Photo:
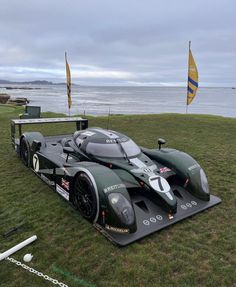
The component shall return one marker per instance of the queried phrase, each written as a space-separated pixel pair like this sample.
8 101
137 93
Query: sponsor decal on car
153 219
117 229
65 184
113 187
35 162
164 169
62 192
48 181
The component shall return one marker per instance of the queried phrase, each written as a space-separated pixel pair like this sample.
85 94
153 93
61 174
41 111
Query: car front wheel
84 196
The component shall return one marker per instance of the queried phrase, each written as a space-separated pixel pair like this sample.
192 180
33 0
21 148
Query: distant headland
36 82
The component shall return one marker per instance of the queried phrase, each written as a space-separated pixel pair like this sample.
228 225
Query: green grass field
199 251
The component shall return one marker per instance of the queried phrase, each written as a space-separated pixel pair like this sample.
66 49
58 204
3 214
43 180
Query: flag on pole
68 82
192 78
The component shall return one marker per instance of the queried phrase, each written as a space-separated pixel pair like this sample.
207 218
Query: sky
125 42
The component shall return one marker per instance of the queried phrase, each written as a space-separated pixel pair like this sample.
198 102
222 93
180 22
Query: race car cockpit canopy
103 143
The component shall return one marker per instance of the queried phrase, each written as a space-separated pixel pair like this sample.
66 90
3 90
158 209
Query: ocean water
128 100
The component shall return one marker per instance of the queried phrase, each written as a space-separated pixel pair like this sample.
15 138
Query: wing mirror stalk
67 150
160 142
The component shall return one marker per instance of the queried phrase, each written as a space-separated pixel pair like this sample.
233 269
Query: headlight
122 208
204 181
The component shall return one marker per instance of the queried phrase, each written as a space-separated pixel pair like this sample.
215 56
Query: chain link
40 274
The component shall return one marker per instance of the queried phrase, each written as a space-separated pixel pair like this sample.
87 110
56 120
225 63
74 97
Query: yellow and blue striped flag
192 78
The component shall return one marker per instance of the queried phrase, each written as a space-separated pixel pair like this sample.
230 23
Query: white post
17 247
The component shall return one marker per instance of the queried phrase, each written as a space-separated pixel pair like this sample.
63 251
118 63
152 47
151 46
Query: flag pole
68 83
189 45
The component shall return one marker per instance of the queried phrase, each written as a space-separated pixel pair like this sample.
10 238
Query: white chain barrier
40 274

= Exercise prompt =
State how many lines of the items above contain the word "white". Give only the number.

= Complete response =
2